_PROBLEM TO WORK ON_
From the entries that follow, copy each line in which "house" appears.

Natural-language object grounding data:

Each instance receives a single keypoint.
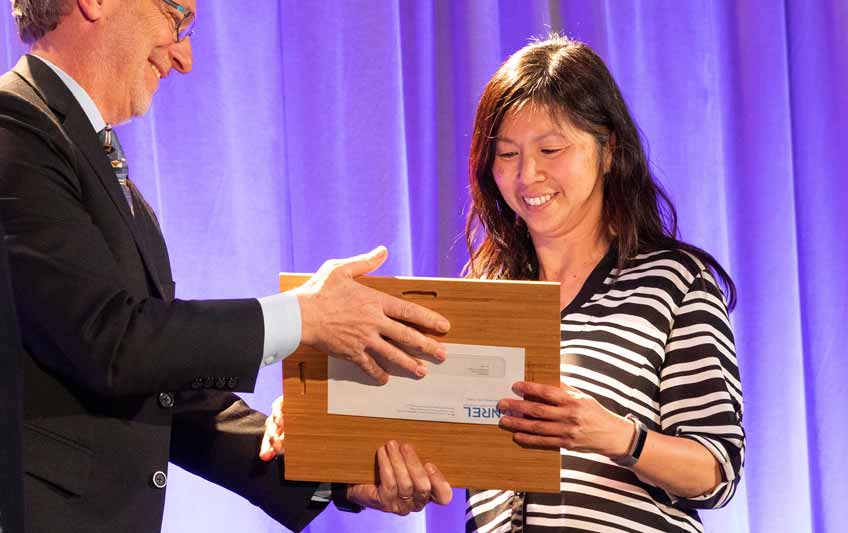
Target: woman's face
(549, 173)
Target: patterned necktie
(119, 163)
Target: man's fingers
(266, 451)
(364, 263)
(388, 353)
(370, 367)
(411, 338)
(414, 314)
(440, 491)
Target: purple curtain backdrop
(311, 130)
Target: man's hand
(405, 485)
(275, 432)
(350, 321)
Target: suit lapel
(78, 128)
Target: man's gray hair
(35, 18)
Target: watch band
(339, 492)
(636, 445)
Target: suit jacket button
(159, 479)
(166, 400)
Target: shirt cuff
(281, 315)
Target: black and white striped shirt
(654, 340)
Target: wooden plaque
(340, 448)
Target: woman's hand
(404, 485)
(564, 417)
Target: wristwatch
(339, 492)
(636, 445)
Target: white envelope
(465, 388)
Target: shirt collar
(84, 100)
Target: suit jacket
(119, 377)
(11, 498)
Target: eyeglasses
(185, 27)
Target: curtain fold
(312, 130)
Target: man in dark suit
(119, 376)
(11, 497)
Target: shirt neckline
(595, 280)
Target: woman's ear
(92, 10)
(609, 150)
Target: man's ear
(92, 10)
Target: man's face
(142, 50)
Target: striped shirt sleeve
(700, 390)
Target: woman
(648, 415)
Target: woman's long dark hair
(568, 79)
* * *
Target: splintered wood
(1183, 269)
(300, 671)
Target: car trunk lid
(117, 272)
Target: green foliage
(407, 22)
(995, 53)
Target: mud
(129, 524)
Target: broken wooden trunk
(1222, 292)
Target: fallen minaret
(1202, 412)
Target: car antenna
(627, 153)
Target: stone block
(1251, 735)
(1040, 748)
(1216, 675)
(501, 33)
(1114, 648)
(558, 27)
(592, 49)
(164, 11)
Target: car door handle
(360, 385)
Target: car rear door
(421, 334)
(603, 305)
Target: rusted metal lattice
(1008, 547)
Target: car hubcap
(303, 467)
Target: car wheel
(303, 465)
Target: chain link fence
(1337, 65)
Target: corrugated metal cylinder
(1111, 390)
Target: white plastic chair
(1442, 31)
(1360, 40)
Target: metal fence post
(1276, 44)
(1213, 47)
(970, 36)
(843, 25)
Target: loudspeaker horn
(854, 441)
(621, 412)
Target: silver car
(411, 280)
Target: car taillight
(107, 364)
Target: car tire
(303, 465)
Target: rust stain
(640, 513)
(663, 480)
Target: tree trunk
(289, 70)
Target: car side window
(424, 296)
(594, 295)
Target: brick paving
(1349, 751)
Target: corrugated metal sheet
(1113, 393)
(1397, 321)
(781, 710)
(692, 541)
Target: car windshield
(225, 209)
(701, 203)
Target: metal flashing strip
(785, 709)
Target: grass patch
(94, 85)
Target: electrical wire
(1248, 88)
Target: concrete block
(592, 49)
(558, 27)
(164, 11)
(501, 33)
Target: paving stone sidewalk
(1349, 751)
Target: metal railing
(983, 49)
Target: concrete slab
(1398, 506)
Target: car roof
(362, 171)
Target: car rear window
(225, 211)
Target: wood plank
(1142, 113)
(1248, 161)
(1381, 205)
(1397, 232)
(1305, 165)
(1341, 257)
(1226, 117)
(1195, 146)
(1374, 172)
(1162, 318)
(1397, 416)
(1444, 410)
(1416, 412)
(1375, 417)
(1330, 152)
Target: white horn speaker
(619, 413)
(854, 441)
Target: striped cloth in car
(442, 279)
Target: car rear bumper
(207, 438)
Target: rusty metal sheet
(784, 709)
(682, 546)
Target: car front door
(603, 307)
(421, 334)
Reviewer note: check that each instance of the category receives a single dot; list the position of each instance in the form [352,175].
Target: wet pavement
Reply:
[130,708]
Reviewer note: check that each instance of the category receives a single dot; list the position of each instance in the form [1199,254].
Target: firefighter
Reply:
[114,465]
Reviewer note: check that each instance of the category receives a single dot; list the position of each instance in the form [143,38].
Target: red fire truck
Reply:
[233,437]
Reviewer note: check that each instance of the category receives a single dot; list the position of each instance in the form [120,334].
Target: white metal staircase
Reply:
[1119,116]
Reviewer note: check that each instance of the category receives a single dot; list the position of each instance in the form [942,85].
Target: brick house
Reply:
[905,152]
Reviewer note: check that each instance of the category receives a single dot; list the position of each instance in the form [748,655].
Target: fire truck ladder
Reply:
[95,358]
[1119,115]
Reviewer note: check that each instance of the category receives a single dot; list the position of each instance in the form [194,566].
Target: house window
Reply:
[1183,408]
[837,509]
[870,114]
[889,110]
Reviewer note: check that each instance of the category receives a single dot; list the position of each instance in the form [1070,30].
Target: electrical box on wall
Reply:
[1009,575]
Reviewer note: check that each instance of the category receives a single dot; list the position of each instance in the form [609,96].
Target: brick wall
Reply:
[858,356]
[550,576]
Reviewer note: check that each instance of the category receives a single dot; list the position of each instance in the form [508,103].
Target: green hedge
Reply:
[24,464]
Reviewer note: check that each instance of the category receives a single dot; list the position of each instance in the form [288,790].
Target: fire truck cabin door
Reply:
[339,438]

_RESPONSE TO THE TASK_
Target: brick house
Target: house window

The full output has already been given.